*INSTRUCTION*:
Rewrite the lines of the records from the one containing "Please spot the wooden bench" through the one containing "(1220, 288)", both included, as a JSON list of strings with one string per line. Leave out any blank lines.

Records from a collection
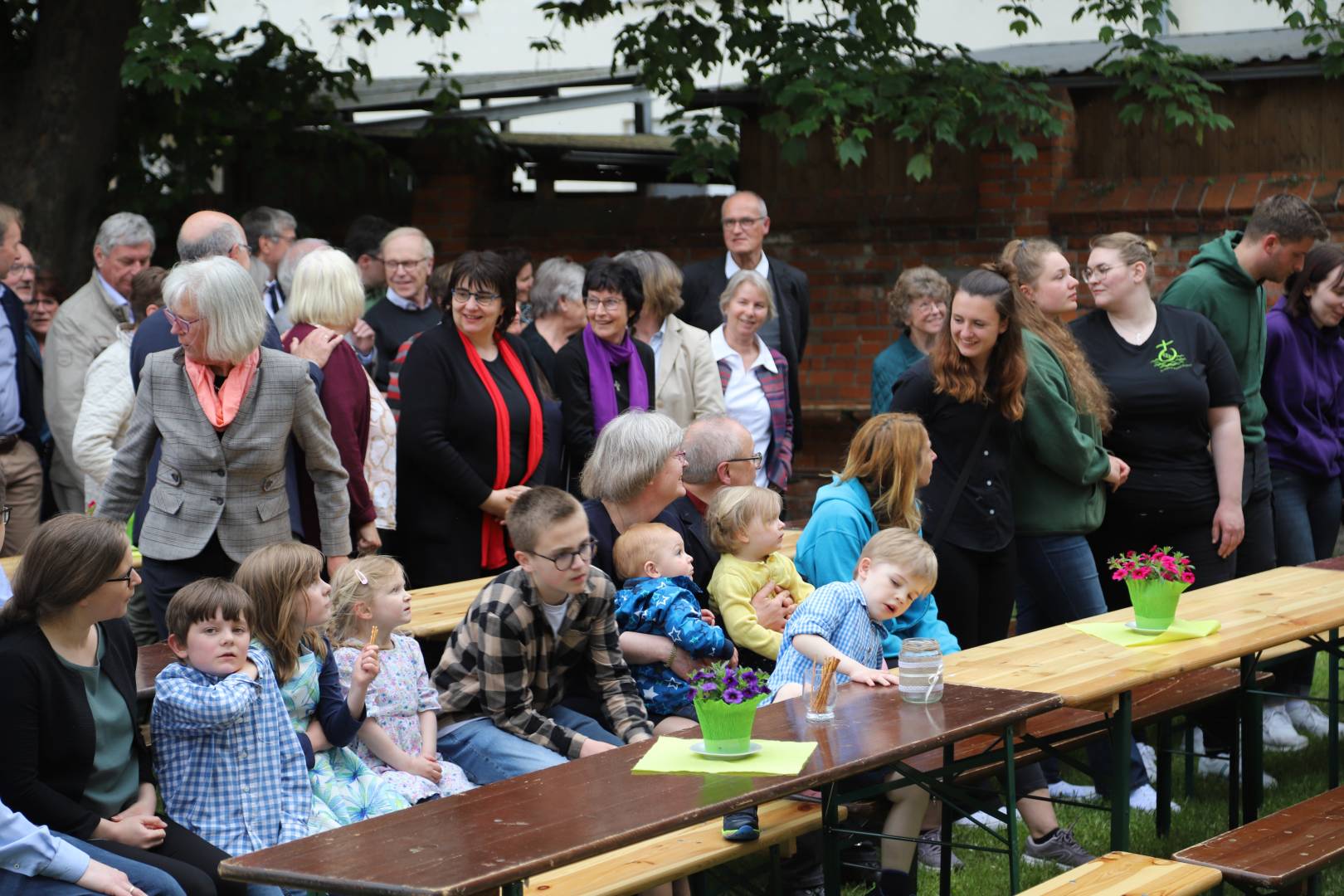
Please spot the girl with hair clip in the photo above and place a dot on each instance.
(399, 739)
(290, 607)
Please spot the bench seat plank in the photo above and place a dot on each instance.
(1129, 874)
(1281, 850)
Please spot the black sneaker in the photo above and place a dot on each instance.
(743, 826)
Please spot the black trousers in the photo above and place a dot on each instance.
(188, 859)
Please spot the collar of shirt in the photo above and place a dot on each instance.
(732, 268)
(721, 349)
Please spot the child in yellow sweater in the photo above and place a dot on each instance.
(745, 525)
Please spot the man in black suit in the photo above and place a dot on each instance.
(745, 226)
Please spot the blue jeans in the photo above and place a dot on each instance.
(488, 754)
(144, 878)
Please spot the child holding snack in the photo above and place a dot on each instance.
(229, 765)
(292, 605)
(843, 620)
(399, 738)
(745, 525)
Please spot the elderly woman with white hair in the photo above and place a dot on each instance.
(325, 290)
(225, 410)
(754, 377)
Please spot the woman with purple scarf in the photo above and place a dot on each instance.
(604, 370)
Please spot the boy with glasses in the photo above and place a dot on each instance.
(502, 677)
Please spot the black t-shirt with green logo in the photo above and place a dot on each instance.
(1161, 392)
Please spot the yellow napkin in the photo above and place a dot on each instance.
(674, 757)
(1125, 637)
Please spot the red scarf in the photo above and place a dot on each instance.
(492, 529)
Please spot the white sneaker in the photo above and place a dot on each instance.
(1309, 719)
(1146, 800)
(1064, 790)
(1278, 733)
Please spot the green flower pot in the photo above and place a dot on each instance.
(1155, 602)
(726, 727)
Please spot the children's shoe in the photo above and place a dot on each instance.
(1308, 719)
(1059, 850)
(743, 826)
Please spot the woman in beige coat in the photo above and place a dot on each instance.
(687, 379)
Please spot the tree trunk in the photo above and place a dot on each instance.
(61, 129)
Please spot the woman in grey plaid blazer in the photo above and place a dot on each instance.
(225, 410)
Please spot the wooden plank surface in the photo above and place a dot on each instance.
(437, 609)
(523, 826)
(1129, 874)
(1280, 850)
(1255, 613)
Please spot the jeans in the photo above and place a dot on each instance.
(488, 754)
(147, 879)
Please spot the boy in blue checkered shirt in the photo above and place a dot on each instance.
(845, 620)
(230, 767)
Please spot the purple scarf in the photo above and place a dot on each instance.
(602, 356)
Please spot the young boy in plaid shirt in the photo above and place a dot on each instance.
(502, 677)
(230, 767)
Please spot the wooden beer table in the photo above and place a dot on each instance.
(499, 835)
(1257, 613)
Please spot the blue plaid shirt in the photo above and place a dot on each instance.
(229, 765)
(838, 614)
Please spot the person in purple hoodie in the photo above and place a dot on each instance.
(1304, 392)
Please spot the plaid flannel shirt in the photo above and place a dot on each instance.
(229, 763)
(505, 664)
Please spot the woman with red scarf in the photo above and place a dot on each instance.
(604, 370)
(470, 440)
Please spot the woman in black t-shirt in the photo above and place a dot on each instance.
(1177, 423)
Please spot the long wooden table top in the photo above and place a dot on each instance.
(437, 609)
(1255, 613)
(518, 828)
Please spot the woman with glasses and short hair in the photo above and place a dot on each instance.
(470, 434)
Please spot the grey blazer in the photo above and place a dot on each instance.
(230, 484)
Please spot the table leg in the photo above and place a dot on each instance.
(1120, 738)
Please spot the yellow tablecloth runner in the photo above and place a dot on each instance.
(1120, 635)
(674, 757)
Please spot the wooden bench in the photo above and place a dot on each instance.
(682, 853)
(1129, 874)
(1278, 850)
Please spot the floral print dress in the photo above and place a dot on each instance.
(344, 789)
(396, 699)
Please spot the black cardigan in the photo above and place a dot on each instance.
(572, 386)
(46, 752)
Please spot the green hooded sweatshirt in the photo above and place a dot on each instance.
(1220, 288)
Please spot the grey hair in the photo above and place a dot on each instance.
(290, 264)
(226, 301)
(707, 444)
(221, 241)
(555, 278)
(628, 455)
(756, 280)
(124, 229)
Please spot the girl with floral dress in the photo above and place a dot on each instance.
(399, 738)
(290, 607)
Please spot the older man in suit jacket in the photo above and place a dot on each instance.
(745, 226)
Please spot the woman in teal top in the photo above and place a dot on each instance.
(918, 303)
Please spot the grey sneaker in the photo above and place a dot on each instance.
(1059, 850)
(929, 852)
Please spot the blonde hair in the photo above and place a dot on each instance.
(734, 508)
(275, 578)
(637, 544)
(906, 550)
(359, 582)
(1029, 260)
(886, 455)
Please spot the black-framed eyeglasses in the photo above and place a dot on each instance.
(566, 559)
(756, 460)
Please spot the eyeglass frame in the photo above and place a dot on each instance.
(589, 546)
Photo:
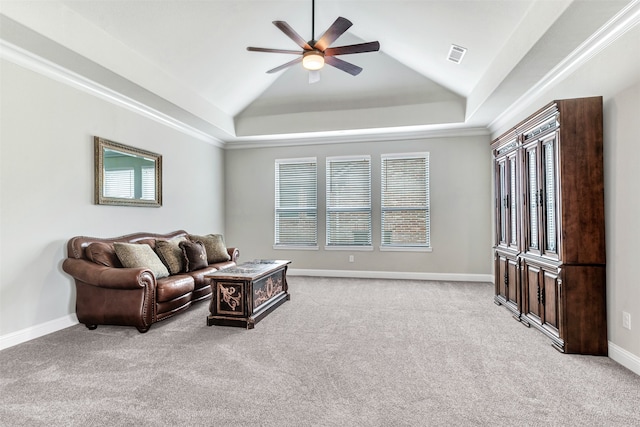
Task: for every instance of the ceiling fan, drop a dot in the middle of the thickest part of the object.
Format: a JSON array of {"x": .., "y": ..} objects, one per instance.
[{"x": 316, "y": 53}]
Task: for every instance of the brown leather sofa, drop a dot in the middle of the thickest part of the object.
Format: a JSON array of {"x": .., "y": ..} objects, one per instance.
[{"x": 109, "y": 294}]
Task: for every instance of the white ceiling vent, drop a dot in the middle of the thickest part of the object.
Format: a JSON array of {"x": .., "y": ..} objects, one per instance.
[{"x": 456, "y": 53}]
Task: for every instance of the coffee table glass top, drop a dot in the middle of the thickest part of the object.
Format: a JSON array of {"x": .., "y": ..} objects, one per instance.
[{"x": 250, "y": 269}]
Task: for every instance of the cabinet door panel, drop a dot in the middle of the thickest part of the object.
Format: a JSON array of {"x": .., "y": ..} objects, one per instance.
[
  {"x": 549, "y": 200},
  {"x": 512, "y": 284},
  {"x": 531, "y": 287},
  {"x": 501, "y": 270},
  {"x": 513, "y": 205},
  {"x": 550, "y": 300},
  {"x": 501, "y": 213},
  {"x": 532, "y": 200}
]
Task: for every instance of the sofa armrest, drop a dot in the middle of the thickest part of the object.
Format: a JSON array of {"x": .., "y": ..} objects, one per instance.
[
  {"x": 108, "y": 277},
  {"x": 234, "y": 253}
]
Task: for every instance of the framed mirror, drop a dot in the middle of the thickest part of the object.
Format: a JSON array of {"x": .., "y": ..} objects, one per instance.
[{"x": 126, "y": 176}]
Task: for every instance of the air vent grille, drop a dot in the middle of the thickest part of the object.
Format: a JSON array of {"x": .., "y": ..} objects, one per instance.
[{"x": 456, "y": 53}]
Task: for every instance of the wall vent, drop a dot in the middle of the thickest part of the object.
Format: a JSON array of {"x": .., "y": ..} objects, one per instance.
[{"x": 456, "y": 53}]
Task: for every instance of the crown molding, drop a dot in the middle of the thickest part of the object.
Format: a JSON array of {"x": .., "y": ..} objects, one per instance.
[
  {"x": 30, "y": 61},
  {"x": 621, "y": 23},
  {"x": 380, "y": 135}
]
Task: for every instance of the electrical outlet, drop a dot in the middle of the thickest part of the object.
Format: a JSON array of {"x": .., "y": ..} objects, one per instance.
[{"x": 626, "y": 320}]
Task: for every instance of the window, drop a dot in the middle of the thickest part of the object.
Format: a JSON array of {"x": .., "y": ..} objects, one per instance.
[
  {"x": 296, "y": 203},
  {"x": 405, "y": 200},
  {"x": 349, "y": 201},
  {"x": 148, "y": 183},
  {"x": 119, "y": 183}
]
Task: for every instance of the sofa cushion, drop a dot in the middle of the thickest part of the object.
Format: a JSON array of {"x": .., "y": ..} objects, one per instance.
[
  {"x": 199, "y": 276},
  {"x": 214, "y": 245},
  {"x": 133, "y": 255},
  {"x": 195, "y": 255},
  {"x": 103, "y": 254},
  {"x": 171, "y": 254},
  {"x": 169, "y": 288}
]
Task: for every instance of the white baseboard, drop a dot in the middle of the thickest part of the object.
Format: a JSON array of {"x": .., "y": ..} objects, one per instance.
[
  {"x": 359, "y": 274},
  {"x": 625, "y": 358},
  {"x": 37, "y": 331}
]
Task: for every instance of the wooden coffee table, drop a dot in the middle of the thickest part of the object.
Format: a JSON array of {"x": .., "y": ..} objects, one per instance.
[{"x": 243, "y": 295}]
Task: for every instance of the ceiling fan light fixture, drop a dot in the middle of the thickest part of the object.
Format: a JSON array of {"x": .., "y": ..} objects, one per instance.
[{"x": 313, "y": 60}]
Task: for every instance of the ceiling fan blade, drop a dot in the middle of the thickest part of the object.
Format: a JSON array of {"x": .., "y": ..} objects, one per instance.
[
  {"x": 266, "y": 49},
  {"x": 283, "y": 66},
  {"x": 354, "y": 48},
  {"x": 314, "y": 76},
  {"x": 290, "y": 32},
  {"x": 345, "y": 66},
  {"x": 333, "y": 32}
]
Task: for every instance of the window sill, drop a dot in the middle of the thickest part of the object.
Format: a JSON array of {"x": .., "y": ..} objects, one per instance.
[
  {"x": 295, "y": 248},
  {"x": 349, "y": 248}
]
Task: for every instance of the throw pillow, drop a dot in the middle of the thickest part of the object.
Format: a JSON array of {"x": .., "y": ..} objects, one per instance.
[
  {"x": 170, "y": 254},
  {"x": 195, "y": 255},
  {"x": 214, "y": 245},
  {"x": 103, "y": 254},
  {"x": 133, "y": 255}
]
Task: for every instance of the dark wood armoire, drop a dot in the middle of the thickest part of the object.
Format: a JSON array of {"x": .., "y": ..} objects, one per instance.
[{"x": 549, "y": 224}]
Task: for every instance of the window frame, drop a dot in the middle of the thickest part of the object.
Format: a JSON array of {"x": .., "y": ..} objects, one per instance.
[
  {"x": 405, "y": 246},
  {"x": 292, "y": 209},
  {"x": 345, "y": 209}
]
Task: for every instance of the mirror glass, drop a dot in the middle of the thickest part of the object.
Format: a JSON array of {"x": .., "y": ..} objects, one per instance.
[{"x": 127, "y": 176}]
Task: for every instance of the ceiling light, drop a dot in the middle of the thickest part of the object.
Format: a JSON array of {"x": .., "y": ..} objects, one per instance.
[{"x": 313, "y": 60}]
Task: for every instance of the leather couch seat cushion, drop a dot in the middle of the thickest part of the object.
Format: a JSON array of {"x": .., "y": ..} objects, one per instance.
[
  {"x": 174, "y": 286},
  {"x": 198, "y": 276}
]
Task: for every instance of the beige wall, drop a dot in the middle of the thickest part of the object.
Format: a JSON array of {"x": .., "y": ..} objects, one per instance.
[
  {"x": 460, "y": 182},
  {"x": 46, "y": 189}
]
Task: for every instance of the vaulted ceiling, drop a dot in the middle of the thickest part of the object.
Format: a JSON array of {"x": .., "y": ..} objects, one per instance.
[{"x": 188, "y": 59}]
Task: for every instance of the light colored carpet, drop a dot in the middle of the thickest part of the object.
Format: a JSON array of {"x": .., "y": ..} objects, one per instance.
[{"x": 342, "y": 352}]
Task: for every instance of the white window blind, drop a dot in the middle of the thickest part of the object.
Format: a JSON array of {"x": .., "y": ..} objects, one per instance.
[
  {"x": 405, "y": 200},
  {"x": 296, "y": 202},
  {"x": 148, "y": 183},
  {"x": 119, "y": 183},
  {"x": 349, "y": 201}
]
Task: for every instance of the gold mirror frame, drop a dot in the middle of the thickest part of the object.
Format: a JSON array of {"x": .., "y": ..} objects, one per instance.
[{"x": 136, "y": 160}]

*PROBLEM SOLUTION*:
[
  "Please spot the wooden bench in the photo above and place a dot on each instance.",
  "(682, 853)",
  "(1129, 874)",
  "(1278, 850)",
  "Please spot the floral print dress in the photo above and place a dot on each instance.",
  "(344, 789)",
  "(396, 699)",
  "Please spot the black cardigan in the photo above and place a dot on each instance.",
  "(572, 386)",
  "(46, 752)",
  "Please spot the green hooded sweatshirt in the photo above and place a dot on each instance.",
  "(1220, 288)"
]